# Given exercise:
Reproduce verbatim the lines of the listing below, starting at the line containing "Each instance receives a single keypoint. Tag the bush" and continuing through the final line of the listing, with both of those lines included.
═════ Data provided
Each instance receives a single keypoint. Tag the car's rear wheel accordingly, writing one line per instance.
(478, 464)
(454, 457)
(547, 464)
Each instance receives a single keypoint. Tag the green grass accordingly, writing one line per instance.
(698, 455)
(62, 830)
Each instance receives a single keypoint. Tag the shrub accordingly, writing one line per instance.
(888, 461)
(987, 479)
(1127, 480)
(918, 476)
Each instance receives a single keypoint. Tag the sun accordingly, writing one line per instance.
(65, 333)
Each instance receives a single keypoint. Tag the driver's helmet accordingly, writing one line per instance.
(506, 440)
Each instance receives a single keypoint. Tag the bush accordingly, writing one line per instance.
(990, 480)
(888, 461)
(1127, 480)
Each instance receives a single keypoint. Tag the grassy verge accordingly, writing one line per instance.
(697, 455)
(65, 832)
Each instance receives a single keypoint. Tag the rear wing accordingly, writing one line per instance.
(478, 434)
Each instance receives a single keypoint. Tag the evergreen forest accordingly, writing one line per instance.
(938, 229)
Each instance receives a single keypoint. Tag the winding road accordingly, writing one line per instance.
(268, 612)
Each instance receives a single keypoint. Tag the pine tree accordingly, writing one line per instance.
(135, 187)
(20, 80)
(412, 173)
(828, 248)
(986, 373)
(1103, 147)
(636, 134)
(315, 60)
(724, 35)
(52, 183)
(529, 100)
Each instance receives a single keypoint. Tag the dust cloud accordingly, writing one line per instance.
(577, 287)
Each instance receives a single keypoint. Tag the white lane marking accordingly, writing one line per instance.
══════════
# Finished exercise:
Each instance receives a single keypoint. Tag the bush accordingly, writing one line per instance.
(990, 480)
(888, 461)
(1127, 480)
Each instance receives a single keypoint. Tag the grassy verge accordingly, writing one line per instance.
(697, 455)
(65, 832)
Each instance receives a single keypoint. Tag the rear wing accordingly, writing one line per instance.
(478, 434)
Each instance receives a single keypoint. Tag the evergreen forest accordingly, writing one line per instance.
(938, 229)
Each instance receives a single keypoint. Tag the winding road accordingly, writing one line per instance.
(268, 612)
Each instance receives a single keypoint. Tag the pine tree accordingly, writing one line per instance.
(135, 187)
(20, 80)
(412, 173)
(828, 248)
(986, 373)
(1103, 147)
(636, 134)
(315, 60)
(724, 35)
(52, 183)
(529, 100)
Each instance receives a single keypoint. Tag the dust cloud accordingly, writing one line per instance.
(577, 287)
Each instance receives a single keypoint. Tag the white lane marking accordingly, writing one line per instance.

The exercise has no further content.